## Questions to answer
(a) Answer these about the Third Rail text:
(i) In what city and state was the insurance company located?
(ii) What school did the narrator move to Boston to attend?
(iii) How many years pass before the narrator ends up at the meaningless job?
(b) Can you update the Third Rail text between "Third Rail –" and "an inconsequential job.", inclusive, so that "Quincy" becomes "Worcester"?
(c) Which geographic locations does the Third Rail text name?

## Selected excerpt

+===+

Third Rail – Aaron Trumm – 2006


Third Rail MP3

I worked at a large medical insurance company in Quincy, MA for a couple years of my 20’s.  I did several stints at this company for different reasons and under different circumstances.  (They made me interview every single time to make sure I could act like I cared.)  Mostly around school breaks.  After I decided to stop going to school, I took a job at this company full time.  I moved to Boston to go to Berklee College of Music.  Four years pass and a lot of school and I find myself working at this meaningless job doing something I hate.  This is like a rite of passage in the United States.  There is nothing that will break a young person’s spirit more than the meaningless existence of going to an inconsequential job.

+===+

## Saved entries
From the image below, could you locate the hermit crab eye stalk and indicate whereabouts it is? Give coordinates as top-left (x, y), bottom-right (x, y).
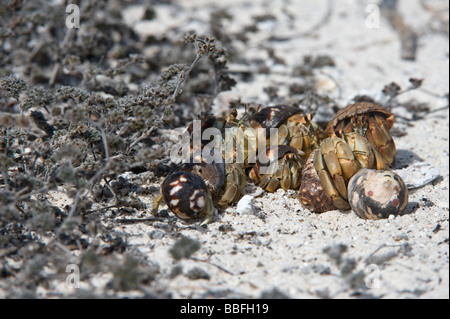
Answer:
top-left (153, 171), bottom-right (214, 224)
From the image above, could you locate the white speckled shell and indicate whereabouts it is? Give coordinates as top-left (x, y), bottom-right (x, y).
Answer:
top-left (348, 168), bottom-right (408, 219)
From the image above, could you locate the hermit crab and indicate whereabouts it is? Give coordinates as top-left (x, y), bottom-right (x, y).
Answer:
top-left (249, 105), bottom-right (326, 158)
top-left (325, 102), bottom-right (397, 165)
top-left (348, 168), bottom-right (408, 219)
top-left (299, 132), bottom-right (388, 212)
top-left (249, 145), bottom-right (304, 192)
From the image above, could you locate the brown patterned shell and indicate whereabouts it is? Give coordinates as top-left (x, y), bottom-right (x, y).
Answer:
top-left (348, 168), bottom-right (408, 219)
top-left (249, 105), bottom-right (301, 128)
top-left (325, 102), bottom-right (394, 136)
top-left (298, 149), bottom-right (337, 213)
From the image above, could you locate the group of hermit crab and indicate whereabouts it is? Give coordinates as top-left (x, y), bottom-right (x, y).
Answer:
top-left (152, 102), bottom-right (408, 224)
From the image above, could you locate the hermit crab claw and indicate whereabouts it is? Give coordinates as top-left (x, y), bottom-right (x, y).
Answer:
top-left (325, 102), bottom-right (397, 166)
top-left (249, 145), bottom-right (305, 192)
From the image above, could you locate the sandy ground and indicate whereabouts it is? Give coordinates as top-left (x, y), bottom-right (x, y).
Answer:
top-left (102, 0), bottom-right (449, 298)
top-left (4, 0), bottom-right (449, 298)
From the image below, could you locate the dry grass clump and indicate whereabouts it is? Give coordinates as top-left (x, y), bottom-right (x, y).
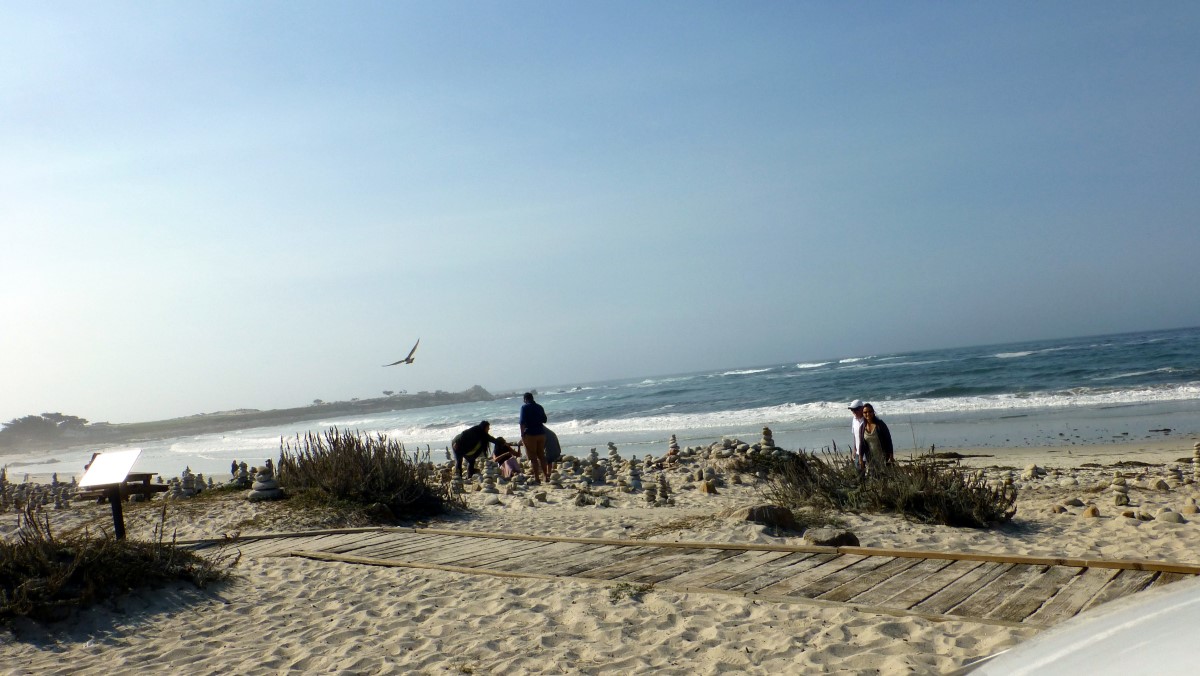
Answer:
top-left (767, 451), bottom-right (1016, 528)
top-left (278, 427), bottom-right (466, 519)
top-left (0, 507), bottom-right (236, 620)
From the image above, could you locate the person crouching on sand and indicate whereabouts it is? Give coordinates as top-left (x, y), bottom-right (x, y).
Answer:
top-left (492, 437), bottom-right (521, 479)
top-left (450, 420), bottom-right (496, 479)
top-left (521, 391), bottom-right (550, 483)
top-left (858, 403), bottom-right (895, 471)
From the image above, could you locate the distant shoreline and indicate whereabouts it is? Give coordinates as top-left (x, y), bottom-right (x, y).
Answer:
top-left (0, 385), bottom-right (497, 453)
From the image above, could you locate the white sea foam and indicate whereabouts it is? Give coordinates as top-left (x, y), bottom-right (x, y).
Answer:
top-left (719, 369), bottom-right (772, 376)
top-left (1092, 366), bottom-right (1176, 382)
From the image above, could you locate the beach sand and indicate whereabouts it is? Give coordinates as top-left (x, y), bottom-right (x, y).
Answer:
top-left (0, 438), bottom-right (1200, 674)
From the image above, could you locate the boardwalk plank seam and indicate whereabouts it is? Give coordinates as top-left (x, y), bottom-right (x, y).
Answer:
top-left (189, 528), bottom-right (1200, 628)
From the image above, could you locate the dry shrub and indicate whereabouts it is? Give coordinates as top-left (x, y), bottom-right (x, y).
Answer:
top-left (0, 507), bottom-right (238, 620)
top-left (278, 427), bottom-right (466, 519)
top-left (767, 451), bottom-right (1016, 528)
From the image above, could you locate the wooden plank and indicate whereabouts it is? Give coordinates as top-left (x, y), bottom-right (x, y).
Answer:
top-left (331, 533), bottom-right (432, 556)
top-left (1150, 573), bottom-right (1192, 590)
top-left (547, 543), bottom-right (629, 578)
top-left (748, 554), bottom-right (868, 598)
top-left (434, 540), bottom-right (549, 568)
top-left (984, 566), bottom-right (1085, 622)
top-left (560, 545), bottom-right (657, 578)
top-left (355, 533), bottom-right (445, 558)
top-left (838, 546), bottom-right (1200, 575)
top-left (413, 528), bottom-right (840, 554)
top-left (488, 542), bottom-right (612, 576)
top-left (455, 542), bottom-right (562, 570)
top-left (706, 551), bottom-right (825, 592)
top-left (635, 549), bottom-right (739, 585)
top-left (1025, 568), bottom-right (1121, 627)
top-left (238, 538), bottom-right (308, 557)
top-left (671, 551), bottom-right (788, 587)
top-left (850, 558), bottom-right (964, 605)
top-left (454, 542), bottom-right (571, 568)
top-left (329, 533), bottom-right (408, 554)
top-left (576, 546), bottom-right (686, 580)
top-left (491, 543), bottom-right (597, 575)
top-left (1084, 570), bottom-right (1158, 611)
top-left (816, 557), bottom-right (922, 602)
top-left (305, 533), bottom-right (364, 551)
top-left (403, 538), bottom-right (520, 563)
top-left (788, 555), bottom-right (900, 598)
top-left (616, 549), bottom-right (713, 584)
top-left (948, 563), bottom-right (1048, 617)
top-left (361, 536), bottom-right (446, 558)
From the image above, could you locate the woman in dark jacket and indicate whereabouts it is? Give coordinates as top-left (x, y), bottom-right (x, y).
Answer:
top-left (450, 420), bottom-right (496, 479)
top-left (858, 403), bottom-right (895, 469)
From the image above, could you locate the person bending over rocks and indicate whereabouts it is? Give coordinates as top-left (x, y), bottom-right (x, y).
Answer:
top-left (858, 403), bottom-right (895, 472)
top-left (450, 420), bottom-right (496, 479)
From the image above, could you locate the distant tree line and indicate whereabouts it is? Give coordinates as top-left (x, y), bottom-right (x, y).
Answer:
top-left (0, 413), bottom-right (96, 448)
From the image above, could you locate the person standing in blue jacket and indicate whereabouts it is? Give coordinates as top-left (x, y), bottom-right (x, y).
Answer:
top-left (520, 391), bottom-right (550, 481)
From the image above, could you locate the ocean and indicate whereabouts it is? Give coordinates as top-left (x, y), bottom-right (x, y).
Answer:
top-left (0, 328), bottom-right (1200, 480)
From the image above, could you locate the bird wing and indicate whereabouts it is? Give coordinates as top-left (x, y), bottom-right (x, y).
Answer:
top-left (383, 339), bottom-right (421, 369)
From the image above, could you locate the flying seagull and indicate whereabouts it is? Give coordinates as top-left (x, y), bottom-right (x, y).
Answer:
top-left (384, 339), bottom-right (421, 367)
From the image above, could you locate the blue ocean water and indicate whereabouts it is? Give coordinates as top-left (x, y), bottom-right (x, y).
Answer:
top-left (0, 328), bottom-right (1200, 475)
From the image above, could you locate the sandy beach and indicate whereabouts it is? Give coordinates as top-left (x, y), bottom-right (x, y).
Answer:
top-left (0, 437), bottom-right (1200, 674)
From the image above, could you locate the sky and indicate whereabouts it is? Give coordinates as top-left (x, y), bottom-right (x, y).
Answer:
top-left (0, 0), bottom-right (1200, 423)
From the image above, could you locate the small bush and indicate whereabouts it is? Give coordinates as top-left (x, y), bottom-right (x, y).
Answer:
top-left (0, 508), bottom-right (236, 620)
top-left (767, 451), bottom-right (1016, 528)
top-left (278, 427), bottom-right (466, 518)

+===+

## Answer section
(a)
(i) Quincy, MA
(ii) Berklee College of Music
(iii) Four

(b)
Third Rail – Aaron Trumm – 2006


Third Rail MP3

I worked at a large medical insurance company in Worcester, MA for a couple years of my 20’s.  I did several stints at this company for different reasons and under different circumstances.  (They made me interview every single time to make sure I could act like I cared.)  Mostly around school breaks.  After I decided to stop going to school, I took a job at this company full time.  I moved to Boston to go to Berklee College of Music.  Four years pass and a lot of school and I find myself working at this meaningless job doing something I hate.  This is like a rite of passage in the United States.  There is nothing that will break a young person’s spirit more than the meaningless existence of going to an inconsequential job.

(c) Quincy, MA; Boston; the United States